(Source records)
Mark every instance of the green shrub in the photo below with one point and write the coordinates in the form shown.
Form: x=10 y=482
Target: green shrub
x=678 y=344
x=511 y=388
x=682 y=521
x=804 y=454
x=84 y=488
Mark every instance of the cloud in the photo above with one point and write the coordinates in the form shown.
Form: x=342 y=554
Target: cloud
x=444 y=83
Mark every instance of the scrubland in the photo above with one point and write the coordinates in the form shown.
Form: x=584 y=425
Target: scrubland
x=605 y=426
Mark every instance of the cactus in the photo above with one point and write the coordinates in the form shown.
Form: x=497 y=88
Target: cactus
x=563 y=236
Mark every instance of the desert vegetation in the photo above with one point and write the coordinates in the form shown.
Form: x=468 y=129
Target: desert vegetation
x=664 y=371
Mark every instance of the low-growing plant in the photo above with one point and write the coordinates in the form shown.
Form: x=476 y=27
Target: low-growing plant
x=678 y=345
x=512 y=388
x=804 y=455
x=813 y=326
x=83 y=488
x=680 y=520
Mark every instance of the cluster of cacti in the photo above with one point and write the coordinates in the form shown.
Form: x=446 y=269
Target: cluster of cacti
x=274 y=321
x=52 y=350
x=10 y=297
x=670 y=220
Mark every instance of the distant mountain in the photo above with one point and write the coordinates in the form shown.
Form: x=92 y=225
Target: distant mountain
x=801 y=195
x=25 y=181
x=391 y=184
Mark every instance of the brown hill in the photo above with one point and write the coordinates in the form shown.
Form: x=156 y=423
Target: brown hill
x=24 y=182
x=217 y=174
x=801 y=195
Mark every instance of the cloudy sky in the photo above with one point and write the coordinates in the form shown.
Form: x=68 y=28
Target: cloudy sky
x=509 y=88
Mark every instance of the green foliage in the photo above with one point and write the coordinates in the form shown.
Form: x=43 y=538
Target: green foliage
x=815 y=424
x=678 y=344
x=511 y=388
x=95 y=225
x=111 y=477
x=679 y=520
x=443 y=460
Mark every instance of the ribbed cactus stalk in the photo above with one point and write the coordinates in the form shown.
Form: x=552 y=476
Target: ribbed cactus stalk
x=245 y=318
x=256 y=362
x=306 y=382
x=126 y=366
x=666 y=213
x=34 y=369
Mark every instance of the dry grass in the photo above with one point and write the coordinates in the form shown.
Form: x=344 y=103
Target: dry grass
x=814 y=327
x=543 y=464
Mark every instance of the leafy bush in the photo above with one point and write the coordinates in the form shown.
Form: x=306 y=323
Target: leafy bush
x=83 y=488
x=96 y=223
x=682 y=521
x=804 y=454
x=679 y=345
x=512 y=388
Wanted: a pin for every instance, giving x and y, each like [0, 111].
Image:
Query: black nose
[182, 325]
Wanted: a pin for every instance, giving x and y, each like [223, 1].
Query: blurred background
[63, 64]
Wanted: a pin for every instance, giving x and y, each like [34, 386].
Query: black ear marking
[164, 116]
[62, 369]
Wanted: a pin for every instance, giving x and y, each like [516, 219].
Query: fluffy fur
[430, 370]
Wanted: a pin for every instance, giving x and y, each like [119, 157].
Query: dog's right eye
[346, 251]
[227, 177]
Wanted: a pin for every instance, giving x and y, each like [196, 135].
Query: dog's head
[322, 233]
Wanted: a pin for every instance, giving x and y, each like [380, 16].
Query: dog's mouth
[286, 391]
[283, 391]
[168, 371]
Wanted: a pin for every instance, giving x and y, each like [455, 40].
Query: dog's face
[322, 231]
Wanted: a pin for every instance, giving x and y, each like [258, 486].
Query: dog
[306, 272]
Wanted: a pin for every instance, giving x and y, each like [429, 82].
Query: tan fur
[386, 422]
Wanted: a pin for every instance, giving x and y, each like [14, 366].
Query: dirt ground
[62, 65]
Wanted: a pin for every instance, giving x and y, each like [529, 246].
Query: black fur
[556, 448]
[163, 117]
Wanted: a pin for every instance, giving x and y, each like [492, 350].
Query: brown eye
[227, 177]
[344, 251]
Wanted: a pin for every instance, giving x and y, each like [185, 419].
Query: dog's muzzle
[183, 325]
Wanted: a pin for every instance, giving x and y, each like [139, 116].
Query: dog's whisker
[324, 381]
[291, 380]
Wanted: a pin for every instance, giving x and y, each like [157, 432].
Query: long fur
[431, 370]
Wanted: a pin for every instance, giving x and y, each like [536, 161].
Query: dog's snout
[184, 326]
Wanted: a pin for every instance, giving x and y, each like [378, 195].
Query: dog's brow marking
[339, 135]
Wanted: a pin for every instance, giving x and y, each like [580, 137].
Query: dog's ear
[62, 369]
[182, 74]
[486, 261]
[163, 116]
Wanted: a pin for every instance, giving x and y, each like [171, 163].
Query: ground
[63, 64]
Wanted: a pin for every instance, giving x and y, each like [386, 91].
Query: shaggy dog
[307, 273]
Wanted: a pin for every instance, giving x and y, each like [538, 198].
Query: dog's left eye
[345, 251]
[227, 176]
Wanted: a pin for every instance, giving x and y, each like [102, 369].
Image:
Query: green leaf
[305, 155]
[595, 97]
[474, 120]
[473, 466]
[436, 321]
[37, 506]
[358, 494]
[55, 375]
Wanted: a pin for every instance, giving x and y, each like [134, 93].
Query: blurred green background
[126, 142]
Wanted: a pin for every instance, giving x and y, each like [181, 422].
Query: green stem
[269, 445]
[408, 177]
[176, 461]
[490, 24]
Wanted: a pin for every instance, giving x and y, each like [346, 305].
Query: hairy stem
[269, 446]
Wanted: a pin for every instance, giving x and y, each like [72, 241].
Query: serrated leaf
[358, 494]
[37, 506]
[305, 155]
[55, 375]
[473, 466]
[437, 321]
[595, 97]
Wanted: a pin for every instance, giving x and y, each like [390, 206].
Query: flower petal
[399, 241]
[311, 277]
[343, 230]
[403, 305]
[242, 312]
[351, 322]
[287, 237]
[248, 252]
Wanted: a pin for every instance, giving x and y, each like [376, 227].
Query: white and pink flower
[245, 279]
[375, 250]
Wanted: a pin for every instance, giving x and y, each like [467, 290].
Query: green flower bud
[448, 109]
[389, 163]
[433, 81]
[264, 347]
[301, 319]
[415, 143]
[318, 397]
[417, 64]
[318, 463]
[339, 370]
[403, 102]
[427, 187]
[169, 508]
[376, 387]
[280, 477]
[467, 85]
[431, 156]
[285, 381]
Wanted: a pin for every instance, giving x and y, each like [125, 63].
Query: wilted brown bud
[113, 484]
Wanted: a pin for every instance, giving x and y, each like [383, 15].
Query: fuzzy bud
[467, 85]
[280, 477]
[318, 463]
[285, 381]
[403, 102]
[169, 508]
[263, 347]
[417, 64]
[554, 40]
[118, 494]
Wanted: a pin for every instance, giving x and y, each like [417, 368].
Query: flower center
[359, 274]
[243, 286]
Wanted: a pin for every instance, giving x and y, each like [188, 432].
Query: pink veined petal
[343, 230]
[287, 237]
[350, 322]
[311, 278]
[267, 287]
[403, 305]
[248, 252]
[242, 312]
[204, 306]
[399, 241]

- _What is being asked_: Your answer must be an exact copy of every entry above.

- _Answer to the problem_:
Mark every instance of the green shrub in the photo below with one point and write the coordinates in the form shown.
Form: x=10 y=482
Target: green shrub
x=678 y=344
x=511 y=388
x=682 y=521
x=804 y=454
x=84 y=488
Mark every instance of the cloud in the photo above with one point and write the coordinates in the form shown.
Form: x=342 y=554
Target: cloud
x=444 y=83
Mark every instance of the scrubland in the photo above with one point and write the coordinates in the form shown.
Form: x=584 y=425
Target: scrubland
x=605 y=426
Mark every instance of the cactus in the photo above with one point and write the coordinates in the form shown.
Form: x=497 y=88
Target: cactus
x=563 y=236
Mark every instance of the desert vegetation in the photo above with one point and write the coordinates in the form shown.
Form: x=468 y=129
Target: desert vegetation
x=664 y=371
Mark every instance of the low-growing plant in the photo above with one point and write the coordinates in the form shown.
Form: x=476 y=27
Target: low-growing plant
x=678 y=345
x=512 y=388
x=804 y=455
x=813 y=326
x=83 y=488
x=680 y=520
Mark every instance of the cluster of cacti in the photo above with one point and write the coordinates in the form shown.
Form: x=446 y=269
Target: cluster of cacti
x=274 y=321
x=52 y=350
x=10 y=297
x=670 y=220
Mark every instance of the distant mountain in the photo above with one point and write the coordinates in the form shown.
Form: x=92 y=225
Target: distant mountain
x=801 y=195
x=25 y=181
x=391 y=184
Mark every instance of the brown hill in the photo above with one point and write the coordinates in the form shown.
Form: x=156 y=423
Target: brown hill
x=24 y=182
x=217 y=174
x=801 y=195
Mark every instance of the cloudy sky in the photo above with one point and write the coordinates in the form shown.
Form: x=68 y=28
Target: cloudy sky
x=509 y=88
Mark every instance of the green foliage in the photo above with one point and write the coordinates in the form shown.
Form: x=43 y=538
Target: green foliage
x=815 y=424
x=678 y=344
x=511 y=388
x=95 y=225
x=111 y=477
x=679 y=520
x=443 y=460
Mark every instance of the ribbed cactus stalk in the photo above with one point and write the coordinates in the form shown.
Form: x=552 y=476
Target: ribbed cactus stalk
x=245 y=318
x=256 y=362
x=306 y=382
x=126 y=366
x=666 y=213
x=34 y=369
Mark every instance of the dry grass in the photo above with one point and write the coordinates in the form shown.
Form: x=344 y=103
Target: dry grass
x=814 y=327
x=543 y=464
Mark every instance of the leafy bush in the photo above with one point and write the coordinates in the form shown.
Form: x=306 y=323
Target: leafy bush
x=83 y=488
x=96 y=223
x=682 y=521
x=804 y=454
x=679 y=345
x=512 y=388
Wanted: a pin for every instance, giving x and y, each like [0, 111].
Image:
Query: black nose
[182, 325]
Wanted: a pin for every instance, giving x and y, each like [223, 1].
Query: blurred background
[63, 64]
Wanted: a pin for every instance, giving x and y, each like [34, 386].
Query: black ear marking
[164, 116]
[62, 369]
Wanted: a pin for every instance, giving x and y, each like [516, 219].
Query: fluffy fur
[430, 370]
Wanted: a pin for every instance, giving x and y, each like [119, 157].
Query: dog's right eye
[346, 251]
[227, 177]
Wanted: a pin for every instance, giving x and y, each like [196, 135].
Query: dog's head
[322, 233]
Wanted: a pin for every instance, giving x and y, each like [380, 16].
Query: dog's mouth
[286, 391]
[283, 391]
[168, 371]
Wanted: a pin for every instance, giving x and y, each like [455, 40].
Query: dog's face
[322, 231]
Wanted: a pin for every instance, giving x and y, each like [258, 486].
Query: dog
[306, 272]
Wanted: a pin for every instance, giving x and y, each like [429, 82].
Query: tan fur
[386, 422]
Wanted: a pin for every instance, giving x and y, each like [14, 366].
Query: dirt ground
[62, 65]
Wanted: a pin for every instance, giving x and y, each like [529, 246].
Query: black fur
[556, 448]
[163, 117]
Wanted: a pin for every instance, giving x and y, each like [492, 350].
Query: brown eye
[227, 177]
[344, 251]
Wanted: a pin for every instance, giving x and y, each like [185, 419].
Query: dog's muzzle
[183, 325]
Wanted: a pin for every instance, giving x and y, each like [139, 116].
Query: dog's whisker
[324, 381]
[291, 380]
Wanted: a pin for every instance, giving x and y, each like [157, 432].
Query: long fur
[431, 370]
Wanted: a pin for every instance, giving x and y, each like [536, 161].
Query: dog's snout
[184, 326]
Wanted: a pin for every instance, giving x and y, each like [378, 195].
Query: dog's brow marking
[339, 135]
Wanted: a pin for every instance, giving x and y, each like [580, 137].
Query: dog's ear
[62, 369]
[182, 74]
[486, 261]
[163, 116]
Wanted: a pin for every instance, giving x and y, each like [171, 163].
Query: ground
[63, 64]
Wanted: a pin for every instance, giving x and y, each like [386, 91].
Query: shaggy dog
[307, 273]
Wanted: a pin for every instance, giving x and y, each like [538, 198].
Query: dog's left eye
[345, 251]
[227, 176]
Wanted: a pin for every instance, giving x and y, each like [102, 369].
Image:
Query: green leaf
[305, 155]
[595, 97]
[474, 120]
[473, 466]
[436, 321]
[37, 506]
[358, 494]
[55, 375]
Wanted: a pin for every instance, giving x and y, each like [134, 93].
Query: blurred green background
[126, 142]
Wanted: a pin for every instance, giving x and y, each like [181, 422].
Query: green stem
[269, 445]
[408, 177]
[176, 461]
[490, 24]
Wanted: a pin for every instance, giving x and y, each like [346, 305].
Query: hairy stem
[269, 446]
Wanted: a pin for every instance, giving x and y, each like [72, 241].
Query: serrated leaf
[358, 494]
[37, 506]
[305, 155]
[55, 375]
[473, 466]
[437, 321]
[595, 97]
Wanted: a pin for every instance, giving x and y, each like [390, 206].
Query: flower petal
[399, 241]
[311, 277]
[343, 230]
[403, 305]
[242, 312]
[351, 322]
[287, 237]
[248, 252]
Wanted: a pin for every instance, giving x and y, each like [376, 227].
Query: white and pink flower
[245, 279]
[375, 250]
Wanted: a pin for every instance, giving x and y, each like [467, 290].
Query: green flower bud
[448, 109]
[389, 163]
[433, 81]
[264, 347]
[301, 319]
[415, 143]
[318, 397]
[417, 64]
[318, 463]
[339, 370]
[403, 102]
[427, 187]
[169, 508]
[376, 387]
[280, 477]
[467, 85]
[431, 156]
[285, 381]
Wanted: a pin for every instance, giving x and y, each like [125, 63].
Query: wilted brown bud
[113, 484]
Wanted: a pin for every instance, giving x and y, each like [383, 15].
Query: fuzzy bud
[467, 85]
[280, 477]
[318, 463]
[285, 381]
[403, 102]
[169, 508]
[263, 347]
[417, 64]
[554, 40]
[118, 494]
Wanted: a pin for every instance, giving x and y, each like [417, 368].
Query: flower center
[359, 274]
[243, 286]
Wanted: a pin for every instance, giving x and y, each like [188, 432].
Query: pink veined petal
[343, 230]
[287, 237]
[350, 322]
[311, 278]
[267, 287]
[403, 305]
[248, 252]
[242, 312]
[204, 306]
[399, 241]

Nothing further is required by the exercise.